• [Exercise description]: Go through the entries one line at a time, and gather every line that has the word "grey".

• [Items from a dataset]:
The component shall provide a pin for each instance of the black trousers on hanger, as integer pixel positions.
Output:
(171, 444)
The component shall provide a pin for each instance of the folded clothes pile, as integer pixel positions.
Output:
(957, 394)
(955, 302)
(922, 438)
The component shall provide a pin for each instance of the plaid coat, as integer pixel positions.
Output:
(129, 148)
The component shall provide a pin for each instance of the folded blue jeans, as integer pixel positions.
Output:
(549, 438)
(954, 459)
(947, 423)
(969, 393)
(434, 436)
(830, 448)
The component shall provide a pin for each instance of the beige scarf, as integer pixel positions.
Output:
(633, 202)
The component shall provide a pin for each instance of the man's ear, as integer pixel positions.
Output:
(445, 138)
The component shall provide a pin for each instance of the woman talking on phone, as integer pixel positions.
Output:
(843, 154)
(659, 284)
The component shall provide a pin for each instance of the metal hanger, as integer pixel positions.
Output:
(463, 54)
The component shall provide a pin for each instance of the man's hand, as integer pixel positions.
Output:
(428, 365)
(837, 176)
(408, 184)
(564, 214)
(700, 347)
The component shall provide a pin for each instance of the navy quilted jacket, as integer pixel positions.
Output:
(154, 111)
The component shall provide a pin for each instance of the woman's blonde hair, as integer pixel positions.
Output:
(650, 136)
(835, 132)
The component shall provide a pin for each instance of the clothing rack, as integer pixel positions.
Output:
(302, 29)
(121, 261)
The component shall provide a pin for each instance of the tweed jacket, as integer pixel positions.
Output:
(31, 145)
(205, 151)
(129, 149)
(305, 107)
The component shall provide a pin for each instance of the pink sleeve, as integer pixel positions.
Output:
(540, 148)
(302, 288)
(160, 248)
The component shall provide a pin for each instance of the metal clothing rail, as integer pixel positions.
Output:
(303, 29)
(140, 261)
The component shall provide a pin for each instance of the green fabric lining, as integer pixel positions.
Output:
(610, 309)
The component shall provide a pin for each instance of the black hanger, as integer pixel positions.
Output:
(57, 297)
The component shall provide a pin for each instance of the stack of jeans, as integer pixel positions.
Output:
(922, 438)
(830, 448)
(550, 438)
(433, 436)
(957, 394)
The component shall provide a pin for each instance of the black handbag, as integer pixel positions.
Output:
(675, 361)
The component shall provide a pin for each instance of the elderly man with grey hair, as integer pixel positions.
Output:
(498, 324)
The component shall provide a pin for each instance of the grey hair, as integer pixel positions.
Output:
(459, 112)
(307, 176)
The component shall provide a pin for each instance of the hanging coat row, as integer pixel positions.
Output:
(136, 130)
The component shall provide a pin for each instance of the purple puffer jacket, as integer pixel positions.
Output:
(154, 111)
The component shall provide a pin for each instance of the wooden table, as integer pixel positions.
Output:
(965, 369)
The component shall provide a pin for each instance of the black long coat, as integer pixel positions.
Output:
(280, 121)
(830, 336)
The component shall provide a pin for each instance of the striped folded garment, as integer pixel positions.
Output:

• [Answer section]:
The component shall provide a pin for each instance of the elderly man with grey hair, as integer pixel positions.
The component shall provide a pin for each instance of the grey hair, as integer pixel positions.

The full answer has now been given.